(Work required)
Pick out each line in the data below that contains the string "wall". Treat uppercase and lowercase as different.

(Source material)
* Start *
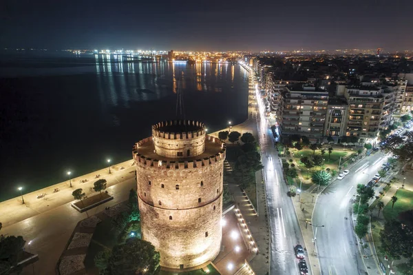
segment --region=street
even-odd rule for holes
[[[313,224],[325,226],[318,229],[316,238],[321,274],[367,274],[352,227],[352,201],[357,184],[370,181],[386,159],[381,152],[366,157],[320,194]],[[374,187],[377,194],[379,188]]]
[[[299,274],[294,247],[297,244],[304,247],[304,242],[291,198],[287,196],[288,188],[283,179],[281,161],[274,147],[270,125],[264,116],[262,103],[259,101],[258,105],[261,118],[257,121],[258,135],[271,230],[271,274]],[[308,259],[305,259],[311,274]]]

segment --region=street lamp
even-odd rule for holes
[[[314,250],[313,250],[313,253],[314,255],[315,255],[315,241],[317,241],[317,230],[318,227],[324,227],[324,225],[313,225],[311,223],[308,223],[310,224],[310,225],[313,226],[313,227],[315,227],[315,233],[314,234],[314,238],[313,239],[313,243],[314,243]]]
[[[70,171],[67,171],[67,176],[69,176],[69,183],[70,183],[70,187],[72,187],[72,177],[70,176],[72,172]]]
[[[17,190],[19,191],[20,191],[20,195],[21,196],[21,204],[24,204],[24,198],[23,198],[23,192],[21,190],[23,190],[23,187],[21,186],[19,187],[19,188],[17,188]]]
[[[107,167],[109,167],[109,174],[111,174],[111,172],[110,172],[110,159],[107,159]]]

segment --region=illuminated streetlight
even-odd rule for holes
[[[24,204],[24,198],[23,198],[23,192],[21,190],[23,190],[23,187],[21,186],[19,187],[19,188],[17,188],[17,190],[19,191],[20,191],[20,195],[21,196],[21,204]]]
[[[70,187],[72,187],[72,177],[70,176],[72,172],[70,171],[67,171],[67,176],[69,176],[69,183],[70,183]]]

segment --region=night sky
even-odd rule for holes
[[[413,50],[412,0],[6,0],[0,47]]]

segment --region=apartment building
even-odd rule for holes
[[[313,143],[322,142],[328,92],[298,83],[286,85],[282,99],[279,123],[283,138],[300,134]]]
[[[335,143],[339,143],[341,136],[346,135],[348,117],[348,105],[345,98],[328,99],[324,124],[324,136],[331,136]]]

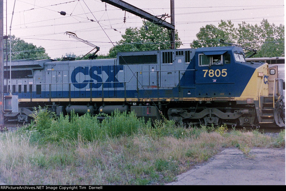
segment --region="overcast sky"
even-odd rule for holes
[[[4,0],[4,17],[6,1],[9,34],[14,0]],[[170,0],[125,1],[155,16],[170,14]],[[276,25],[284,25],[284,4],[283,0],[175,0],[175,28],[184,44],[180,48],[189,48],[200,28],[210,24],[217,27],[221,19],[230,20],[236,27],[243,21],[259,25],[263,18]],[[79,38],[99,46],[98,53],[106,54],[113,46],[110,40],[118,41],[126,28],[143,25],[142,19],[128,12],[124,23],[125,11],[108,4],[106,9],[105,4],[100,0],[16,0],[11,34],[44,47],[52,58],[70,52],[84,54],[92,49],[69,38],[64,34],[66,31],[74,32]],[[61,11],[66,15],[61,15],[58,12]],[[97,22],[87,18],[98,21],[107,36]],[[170,22],[169,18],[166,21]],[[5,35],[5,18],[4,22]]]

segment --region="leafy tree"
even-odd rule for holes
[[[122,40],[109,50],[109,57],[115,57],[119,52],[154,50],[169,49],[171,46],[168,30],[152,23],[143,22],[143,26],[126,29]],[[147,26],[147,27],[146,26]],[[178,48],[182,44],[178,32],[175,34],[175,46]]]
[[[257,50],[254,57],[284,56],[284,25],[271,25],[264,19],[261,24],[253,25],[244,21],[235,28],[230,21],[222,20],[218,27],[210,24],[201,28],[196,35],[198,40],[190,45],[193,48],[227,46],[219,43],[221,38]]]
[[[50,58],[48,54],[46,53],[45,48],[41,46],[38,47],[32,43],[26,42],[23,40],[16,38],[14,35],[11,38],[11,60],[12,60],[22,59],[40,60]],[[6,47],[6,41],[4,40],[4,50]],[[8,52],[8,60],[10,59],[9,56],[10,48],[10,37],[8,37],[7,41],[7,51]],[[4,56],[5,57],[6,57]],[[6,61],[5,58],[4,60]]]
[[[230,21],[226,22],[222,20],[218,27],[212,24],[207,25],[200,29],[196,35],[198,40],[193,41],[191,47],[196,48],[225,46],[218,42],[221,38],[232,40],[237,38],[237,32],[234,26]]]

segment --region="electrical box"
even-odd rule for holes
[[[18,95],[9,95],[4,96],[4,110],[5,112],[18,112]]]
[[[130,110],[134,111],[137,117],[144,117],[146,123],[149,119],[151,119],[152,123],[156,119],[162,119],[158,108],[155,106],[132,106],[130,107]]]

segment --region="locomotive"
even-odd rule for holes
[[[228,46],[13,62],[11,81],[4,67],[3,92],[18,95],[19,110],[5,113],[5,121],[27,122],[33,107],[46,106],[58,115],[118,109],[146,120],[284,126],[277,69],[245,57],[241,47]]]

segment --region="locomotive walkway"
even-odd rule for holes
[[[167,185],[285,185],[285,149],[227,149]]]

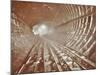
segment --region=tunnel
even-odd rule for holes
[[[11,1],[11,72],[96,68],[96,6]]]

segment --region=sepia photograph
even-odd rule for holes
[[[11,74],[96,69],[96,6],[11,0]]]

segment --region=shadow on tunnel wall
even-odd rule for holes
[[[11,73],[96,69],[96,6],[11,1]]]

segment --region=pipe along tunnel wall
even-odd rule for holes
[[[12,74],[95,68],[95,6],[12,1]]]

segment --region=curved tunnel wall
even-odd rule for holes
[[[54,31],[35,35],[38,24]],[[96,68],[95,6],[12,1],[11,29],[12,73]]]

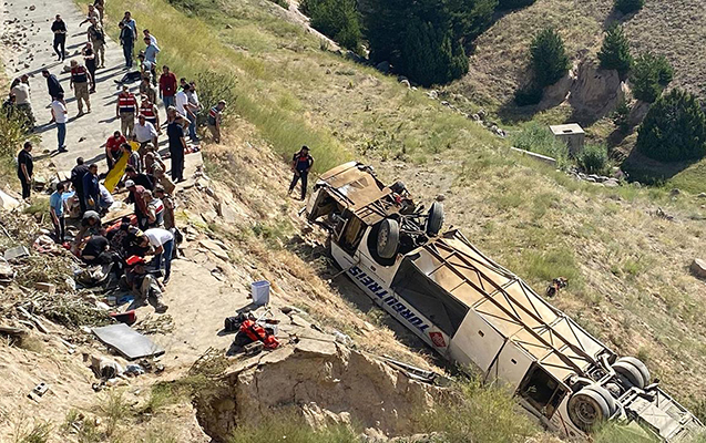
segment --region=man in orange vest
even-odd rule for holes
[[[137,99],[130,92],[126,84],[123,84],[123,92],[117,95],[115,114],[120,119],[120,126],[125,137],[131,138],[135,127],[135,110]]]

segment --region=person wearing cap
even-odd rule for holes
[[[208,111],[206,123],[215,143],[221,143],[221,117],[223,110],[225,110],[225,100],[219,101],[218,104]]]
[[[125,284],[141,301],[149,301],[157,313],[166,312],[168,306],[162,302],[162,286],[150,272],[144,258],[131,256],[125,260]]]
[[[124,22],[117,23],[120,28],[120,45],[123,47],[123,56],[125,58],[125,68],[132,68],[132,52],[135,48],[135,35],[132,32],[132,28]]]
[[[301,146],[301,150],[291,157],[291,172],[294,173],[294,177],[289,185],[289,194],[291,194],[297,182],[301,179],[301,200],[306,198],[306,187],[311,166],[314,166],[314,157],[309,155],[309,147],[306,145]]]
[[[47,89],[49,90],[49,96],[51,100],[57,99],[57,95],[60,93],[64,93],[64,89],[61,87],[61,83],[59,83],[57,75],[50,73],[48,69],[42,70],[42,76],[47,79]]]
[[[120,126],[123,134],[130,138],[133,136],[133,130],[135,127],[137,99],[135,99],[135,94],[130,92],[126,84],[123,84],[122,89],[123,91],[117,94],[117,102],[115,103],[115,116],[120,119]]]
[[[89,82],[91,74],[86,71],[83,64],[78,61],[71,61],[71,81],[70,85],[73,87],[73,93],[76,97],[76,104],[79,105],[79,116],[83,115],[83,104],[85,103],[89,113],[91,112],[91,99],[89,96]]]
[[[164,203],[151,190],[142,195],[147,204],[147,228],[164,228]]]
[[[105,142],[105,161],[108,162],[109,171],[111,171],[120,159],[120,147],[123,143],[127,143],[127,140],[125,140],[125,136],[120,131],[115,131]]]
[[[147,238],[149,245],[154,249],[150,254],[154,254],[154,269],[162,269],[162,261],[164,260],[164,280],[162,284],[166,285],[172,276],[172,255],[174,254],[174,235],[162,228],[151,228],[144,231]],[[146,246],[144,243],[143,246]]]
[[[137,227],[142,230],[147,227],[147,204],[143,197],[145,193],[144,186],[135,185],[135,182],[127,179],[125,187],[130,190],[130,195],[125,198],[125,203],[135,205],[135,216],[137,217]]]

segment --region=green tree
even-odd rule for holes
[[[499,10],[520,9],[533,4],[536,0],[500,0]]]
[[[622,13],[631,13],[640,11],[645,6],[645,0],[614,0],[613,6]]]
[[[673,78],[674,69],[664,55],[644,53],[635,60],[631,74],[633,95],[643,102],[653,103]]]
[[[364,0],[370,60],[424,85],[468,72],[464,45],[490,23],[498,0]]]
[[[530,47],[535,83],[540,87],[556,83],[571,65],[564,40],[552,28],[541,31]]]
[[[341,47],[360,51],[360,16],[356,0],[304,0],[300,10],[311,19],[311,27]]]
[[[616,70],[621,79],[625,79],[633,65],[633,56],[630,53],[630,42],[623,28],[611,25],[605,32],[603,45],[598,52],[601,68]]]
[[[706,155],[706,116],[696,96],[672,90],[649,109],[636,148],[649,158],[677,162]]]

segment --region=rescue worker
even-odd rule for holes
[[[291,178],[291,184],[289,185],[289,195],[294,190],[294,187],[297,185],[297,182],[301,179],[301,200],[306,198],[306,187],[309,177],[309,171],[311,171],[311,166],[314,165],[314,157],[309,155],[309,147],[301,146],[298,153],[294,154],[291,157],[291,172],[294,173],[294,177]]]

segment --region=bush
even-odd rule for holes
[[[645,0],[615,0],[614,7],[622,13],[640,11],[645,6]]]
[[[536,0],[500,0],[499,10],[520,9],[533,4]]]
[[[198,102],[204,106],[204,110],[196,115],[196,123],[199,126],[206,124],[208,111],[218,104],[221,100],[225,100],[228,104],[223,111],[224,116],[233,110],[233,105],[237,100],[237,95],[235,95],[235,75],[206,71],[198,73],[195,82],[196,91],[198,92]]]
[[[585,145],[576,163],[586,174],[603,174],[608,164],[608,150],[605,145]]]
[[[304,0],[299,9],[323,34],[346,49],[360,51],[362,33],[355,0]]]
[[[554,29],[541,31],[530,48],[534,79],[540,87],[556,83],[569,72],[570,61],[564,41]]]
[[[633,65],[633,56],[623,28],[613,24],[606,31],[598,60],[601,60],[602,69],[616,70],[621,79],[625,79]]]
[[[664,55],[649,52],[642,54],[635,61],[631,75],[633,95],[643,102],[653,103],[673,78],[674,69]]]
[[[636,147],[662,162],[706,155],[706,116],[696,97],[676,89],[661,96],[640,126]]]

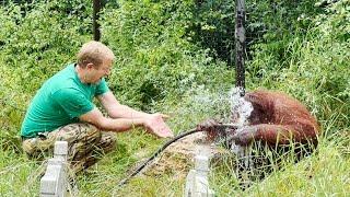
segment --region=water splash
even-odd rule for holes
[[[232,113],[232,120],[237,124],[238,129],[236,130],[240,132],[244,127],[249,125],[248,117],[253,112],[253,105],[250,102],[244,100],[241,96],[242,88],[233,88],[230,91],[231,97],[231,113]],[[237,155],[238,159],[243,159],[244,166],[249,167],[250,165],[250,147],[242,147],[235,143],[232,143],[231,151]]]

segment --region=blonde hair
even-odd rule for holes
[[[85,68],[88,63],[93,63],[98,68],[104,60],[114,60],[113,51],[104,44],[95,40],[85,43],[77,55],[78,65]]]

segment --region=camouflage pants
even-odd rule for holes
[[[54,153],[56,141],[68,142],[68,161],[74,173],[93,165],[116,146],[114,134],[101,131],[90,124],[78,123],[26,139],[22,147],[30,158],[40,159],[47,153]]]

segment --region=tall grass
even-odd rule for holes
[[[86,9],[90,2],[79,2],[39,1],[25,14],[16,4],[0,7],[1,196],[37,196],[39,178],[35,176],[40,163],[26,159],[21,151],[21,109],[26,108],[42,82],[73,61],[79,46],[90,39],[90,22],[86,19],[82,23],[81,14],[73,14],[79,10],[91,13]],[[228,94],[234,71],[213,59],[211,50],[188,39],[186,27],[188,20],[195,19],[194,5],[194,1],[120,1],[104,10],[102,16],[103,40],[117,55],[108,79],[112,90],[122,103],[170,114],[168,124],[175,134],[209,117],[230,119]],[[264,1],[259,5],[268,4]],[[283,8],[283,3],[279,5]],[[247,62],[247,89],[280,90],[301,100],[322,125],[320,142],[312,157],[298,164],[285,161],[282,170],[272,171],[245,190],[228,157],[212,166],[210,183],[218,196],[346,196],[350,192],[349,7],[348,0],[341,0],[318,10],[315,18],[304,15],[293,21],[296,26],[288,28],[292,35],[281,31],[276,38],[269,34],[250,46],[254,51]],[[192,163],[182,155],[173,158],[184,161],[180,171],[138,176],[117,187],[129,169],[165,141],[142,130],[117,138],[116,151],[78,175],[79,196],[183,194]]]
* End *
(Complete response)
segment --region=shadow on tunnel wall
segment --region=pipe along tunnel wall
segment --region=curved tunnel wall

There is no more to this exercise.